Exercise 1 >> Translate this sentence from the Ebola virus abstract into Spanish: "Ebola virus and other emerging RNA viruses are significant but unpredictable public health threats."
Exercise 2 >> Carry on the article about topoisomerase II inhibitors and Ebola virus immune evasion from the point where it stops.

Topoisomerase II Inhibitors Induce DNA Damage-Dependent Interferon Responses Circumventing Ebola Virus Immune Evasion

Abstract

Ebola virus (EBOV) protein VP35 inhibits production of interferon alpha/beta (IFN) by blocking RIG-I-like receptor signaling pathways, thereby promoting virus replication and pathogenesis. A high-throughput screening assay, developed to identify compounds that either inhibit or bypass VP35 IFN-antagonist function, identified five DNA intercalators as reproducible hits from a library of bioactive compounds. Four, including doxorubicin and daunorubicin, are anthracycline antibiotics that inhibit topoisomerase II and are used clinically as chemotherapeutic drugs. These compounds were demonstrated to induce IFN responses in an ATM kinase-dependent manner and to also trigger the DNA-sensing cGAS-STING pathway of IFN induction. These compounds also suppress EBOV replication in vitro and induce IFN in the presence of IFN-antagonist proteins from multiple negative-sense RNA viruses. These findings provide new insights into signaling pathways activated by important chemotherapy drugs and identify a novel therapeutic approach for IFN induction that may be exploited to inhibit RNA virus replication.IMPORTANCE Ebola virus and other emerging RNA viruses are significant but unpredictable public health threats. Therapeutic approaches with broad-spectrum activity could provide an attractive response to such infections. We describe a novel assay that can identify small molecules that overcome Ebola virus-encoded innate immune evasion mechanisms. This assay identified as hits cancer chemotherapeutic drugs, including doxorubicin. Follow-up studies provide new insight into how doxorubicin induces interferon (IFN) responses, revealing activation of both the DNA damage response kinase ATM and the DNA sensor cGAS and its partner signaling protein STING. The studies further demonstrate that the ATM and cGAS-STING pathways of IFN induction are a point of vulnerability not only for Ebola virus but for other RNA viruses as well, because viral innate immune antagonists consistently fail to block these signals. These studies thereby define a novel avenue for therapeutic intervention against emerging RNA viruses.

Keywords: ATM signaling; DNA damage; Ebola virus; cGAS-STING pathway; innate immune responses.

Records provided >>
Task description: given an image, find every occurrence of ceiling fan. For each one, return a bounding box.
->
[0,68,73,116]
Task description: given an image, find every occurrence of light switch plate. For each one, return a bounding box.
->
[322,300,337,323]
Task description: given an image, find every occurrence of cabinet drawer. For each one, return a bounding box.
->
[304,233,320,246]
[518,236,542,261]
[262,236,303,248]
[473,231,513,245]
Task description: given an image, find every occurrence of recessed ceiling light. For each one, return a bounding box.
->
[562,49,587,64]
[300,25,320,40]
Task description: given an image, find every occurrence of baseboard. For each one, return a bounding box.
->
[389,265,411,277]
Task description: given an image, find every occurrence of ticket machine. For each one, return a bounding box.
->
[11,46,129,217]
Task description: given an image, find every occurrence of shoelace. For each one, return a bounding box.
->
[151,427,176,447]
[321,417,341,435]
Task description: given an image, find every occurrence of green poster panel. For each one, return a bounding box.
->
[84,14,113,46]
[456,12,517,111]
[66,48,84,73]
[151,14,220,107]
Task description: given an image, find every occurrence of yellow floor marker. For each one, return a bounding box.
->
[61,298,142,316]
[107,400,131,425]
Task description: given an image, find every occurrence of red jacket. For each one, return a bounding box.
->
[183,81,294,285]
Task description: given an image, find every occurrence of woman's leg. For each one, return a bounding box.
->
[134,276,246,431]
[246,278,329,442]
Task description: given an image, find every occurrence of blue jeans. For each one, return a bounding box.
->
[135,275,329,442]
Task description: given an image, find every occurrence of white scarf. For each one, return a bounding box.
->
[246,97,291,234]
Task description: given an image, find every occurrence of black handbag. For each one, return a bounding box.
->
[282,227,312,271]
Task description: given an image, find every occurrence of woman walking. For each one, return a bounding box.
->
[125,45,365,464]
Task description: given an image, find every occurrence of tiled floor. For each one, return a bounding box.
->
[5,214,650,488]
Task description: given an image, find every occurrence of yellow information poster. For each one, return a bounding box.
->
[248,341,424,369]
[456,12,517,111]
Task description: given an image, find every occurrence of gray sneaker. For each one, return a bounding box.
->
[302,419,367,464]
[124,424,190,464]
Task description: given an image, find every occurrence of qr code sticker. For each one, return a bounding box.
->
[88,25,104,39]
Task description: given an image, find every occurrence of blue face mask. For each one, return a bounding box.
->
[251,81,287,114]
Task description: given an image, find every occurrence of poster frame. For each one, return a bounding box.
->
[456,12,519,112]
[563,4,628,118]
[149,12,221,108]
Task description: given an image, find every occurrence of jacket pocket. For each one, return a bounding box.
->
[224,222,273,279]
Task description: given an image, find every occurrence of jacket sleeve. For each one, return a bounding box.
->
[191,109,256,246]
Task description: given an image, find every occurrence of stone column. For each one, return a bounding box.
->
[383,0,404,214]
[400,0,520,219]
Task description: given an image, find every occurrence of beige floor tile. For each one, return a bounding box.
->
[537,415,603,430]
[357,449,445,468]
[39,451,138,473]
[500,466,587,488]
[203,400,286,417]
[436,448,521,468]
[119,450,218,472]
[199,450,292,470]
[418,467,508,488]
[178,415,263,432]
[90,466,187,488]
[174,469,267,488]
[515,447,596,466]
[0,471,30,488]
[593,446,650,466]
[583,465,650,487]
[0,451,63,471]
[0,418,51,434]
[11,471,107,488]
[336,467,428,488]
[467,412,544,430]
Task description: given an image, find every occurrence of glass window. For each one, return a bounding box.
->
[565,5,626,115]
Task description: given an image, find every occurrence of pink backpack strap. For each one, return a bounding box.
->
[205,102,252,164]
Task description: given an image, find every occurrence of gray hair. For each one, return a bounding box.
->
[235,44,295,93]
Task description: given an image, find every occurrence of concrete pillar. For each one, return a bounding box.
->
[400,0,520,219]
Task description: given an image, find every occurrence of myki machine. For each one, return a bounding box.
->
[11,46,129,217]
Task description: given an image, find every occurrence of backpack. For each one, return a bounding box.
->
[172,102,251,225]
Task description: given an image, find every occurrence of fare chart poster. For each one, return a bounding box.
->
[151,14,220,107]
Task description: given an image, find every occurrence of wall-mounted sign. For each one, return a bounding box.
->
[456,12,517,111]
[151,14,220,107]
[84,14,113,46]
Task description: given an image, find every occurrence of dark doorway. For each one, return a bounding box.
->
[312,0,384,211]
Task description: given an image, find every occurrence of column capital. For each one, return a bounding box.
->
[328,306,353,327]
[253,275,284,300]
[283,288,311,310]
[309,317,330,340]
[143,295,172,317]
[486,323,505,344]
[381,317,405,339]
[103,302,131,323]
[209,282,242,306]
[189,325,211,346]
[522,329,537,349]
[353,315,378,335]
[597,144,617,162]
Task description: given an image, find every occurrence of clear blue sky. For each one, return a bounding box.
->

Written reply 1 >> El virus del Ébola y otros virus de ARN emergentes son amenazas significativas pero impredecibles para la salud pública.

Written reply 2 >>
FIG 1

Establishing a high-throughput screening (HTS) assay to identify inhibitors of VP35. (A) Schematic for high-throughput screening assay of VP35 function. Stable VP35 cells were dispensed in 384-well plates using an automated dispenser. Two hours later, cells were treated with SeV (negative control) or SeV plus doxorubicin (positive control). Compound addition was done via pin tool transfer. Twenty hours posttreatment, a luciferase assay was performed. (B) Results of HTS. A total of 2,080 bioactive compounds were screened (8 screening plates). Each screening plate was run in duplicate (indicated by A or B). Data points indicate relative luciferase units (RLU) for each sample. Controls were as described for panel A. The overall Z factor for the screen was greater than 0.5, and the signal-to-background ratio (S/B) was greater than 100. (C) Z values for each 384-well plate in the pilot screen are plotted. (D) The 5 hits identified by the pilot screen that had a Z score greater than 5 in both replicates are listed along with the average Z score for the two replicates. See also Fig. S1 in the supplemental material.

FIG 2

IFN induction and cytotoxicity of doxorubicin and daunorubicin in reporter cell lines. (A to D) (A and B) Dose response in VP35 cells for activation of the IFN-β reporter luciferase reporter gene (bars) and for cytotoxicity (triangles) of doxorubicin (A) or daunorubicin (B). (C and D) Dose response in control-FF cells for activation of the IFN-β reporter luciferase reporter gene by doxorubicin (C) and daunorubicin (D). (E and F) The effect of doxorubicin (E) and daunorubicin (F) on expression of a constitutively expressed firefly luciferase gene. Percent luciferase activity is relative to that with no drug treatment. Data represent means ± standard deviations and are representative of three independent experiments. RLU, relative luciferase units.

FIG 3

Induction of an IFN response by doxorubicin and daunorubicin is not cell type specific. Dose response for activation of the IFN-β reporter gene (bars) and for cytotoxicity (triangles) of doxorubicin (A) or daunorubicin (B) in A549 cells transfected with empty vector (vector) or VP35. Reverse transcription-quantitative polymerase chain reaction (qRT-PCR) was performed for endogenous IFN-β (C) or ISG54 (D) mRNA levels in A549 cells transfected with empty vector (vector) or VP35 and treated with doxorubicin. The RNA was isolated 12 h after treatment with the indicated concentrations of drug, and levels were normalized to levels of β-actin mRNA. Data represent means ± standard deviations and are representative of three independent experiments.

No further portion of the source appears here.